Objectifs
**A)** Dans l'entretien sur Samourai Wallet, quels deux outils l'auteur dit-il avoir découverts puis présentés ?
**B)** Prolongez l'entretien sur Bitcoin et Samourai Wallet à partir de sa dernière phrase.

Bitcoin, la vie privée et comment se protéger : on a discuté avec le développeur du Samourai Wallet !
Lorsque l’on étudie Bitcoin et son protocole, il faut s’attendre à bien des surprises. La vie privée est un sujet sérieux qui ne manque pas de faire débat dans la cryptosphère. C’est en tant que passionné par le bitcoin et la vie privée que j’ai découvert et vous ai présenté Samourai Wallet, ainsi que Joinmarket. C’est ainsi que, comme mon nouveau collègue Rogzy, je suis tombé dans le terrier du lapin.
Pour mieux comprendre la démarche du développeur, je lui ai proposé de répondre à quelques questions autour de Bitcoin, la vie privée et bien évidemment sur le fameux “wallet de la rue”.
En quelques mots, peux-tu nous présenter l’histoire de Samourai Wallet, de sa genèse à aujourd’hui ?

Éléments stockés du jeu de données
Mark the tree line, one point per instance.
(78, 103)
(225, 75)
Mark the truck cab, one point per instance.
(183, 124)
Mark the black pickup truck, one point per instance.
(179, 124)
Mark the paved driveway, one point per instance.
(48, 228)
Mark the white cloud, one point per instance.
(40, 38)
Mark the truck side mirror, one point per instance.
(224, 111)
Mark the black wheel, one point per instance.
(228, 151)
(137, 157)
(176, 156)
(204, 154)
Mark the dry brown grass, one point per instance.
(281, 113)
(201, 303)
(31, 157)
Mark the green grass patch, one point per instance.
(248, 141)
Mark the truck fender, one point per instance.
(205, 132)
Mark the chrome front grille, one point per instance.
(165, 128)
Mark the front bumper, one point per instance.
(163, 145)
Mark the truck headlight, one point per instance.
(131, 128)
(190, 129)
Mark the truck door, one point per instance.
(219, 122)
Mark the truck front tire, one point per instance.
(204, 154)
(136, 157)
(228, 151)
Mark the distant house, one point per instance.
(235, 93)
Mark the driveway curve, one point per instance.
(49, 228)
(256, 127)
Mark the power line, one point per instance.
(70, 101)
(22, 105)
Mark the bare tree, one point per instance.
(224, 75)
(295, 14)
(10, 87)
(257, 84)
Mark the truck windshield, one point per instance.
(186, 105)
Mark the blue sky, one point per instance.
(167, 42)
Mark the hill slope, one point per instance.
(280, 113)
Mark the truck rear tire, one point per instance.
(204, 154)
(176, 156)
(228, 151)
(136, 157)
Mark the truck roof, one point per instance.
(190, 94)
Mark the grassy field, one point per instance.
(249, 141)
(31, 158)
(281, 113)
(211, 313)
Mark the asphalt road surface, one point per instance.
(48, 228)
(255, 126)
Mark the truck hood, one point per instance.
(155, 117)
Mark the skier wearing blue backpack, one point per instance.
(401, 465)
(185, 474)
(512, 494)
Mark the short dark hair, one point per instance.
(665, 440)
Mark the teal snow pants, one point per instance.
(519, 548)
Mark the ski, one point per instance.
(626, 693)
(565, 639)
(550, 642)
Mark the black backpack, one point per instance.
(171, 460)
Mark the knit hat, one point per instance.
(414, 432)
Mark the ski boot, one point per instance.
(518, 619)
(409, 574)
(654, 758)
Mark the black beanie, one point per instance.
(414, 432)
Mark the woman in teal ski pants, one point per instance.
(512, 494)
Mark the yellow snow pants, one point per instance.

Résultats par tâche
**A)** Samourai Wallet et Joinmarket.

**B)**
En 2015, l’espace Bitcoin montrait déjà des signes inquiétants : la volonté de certains de bifurquer vers le monde de la finance classique, de vouloir quitter l’anonymat de la rue pour migrer tendancieusement vers Wall Street… et donc de s’éloigner de ses racines cypherpunk. Depuis, le retournement a été total, avec une bonne partie des acteurs bitcoin courbant l’échine devant le régulateur (KYC/AML) et collaborant avec les intermédiaires financiers du monde entier, ceux-là mêmes que le bitcoin était censé combattre lors de sa création.
Samourai Wallet a donc adopté une ligne de conduite purement réactionnaire. Un logiciel open source en “Unlicense”, gratuit, anonyme, qui fonctionne en satoshis uniquement et sans lien avec la monnaie fiat, mais qui fait aussi tout son possible pour brouiller les pistes gravées à jamais sur une blockchain ouverte et lisible par tous.
Justement, dans ce contexte de registre totalement ouvert et transparent, quels sont les plus gros challenges lorsque l’on développe un wallet construit pour protéger la vie privée ?
Vous avez mis le doigt dessus. Il faut avant tout se focaliser sur le registre Bitcoin et les traces qui y sont laissées. Ensuite, il faut ne jamais tremper dans la collecte d’infos personnelles et éviter comme la peste toute passerelle disposant des procédures de conformité (KYC/AML).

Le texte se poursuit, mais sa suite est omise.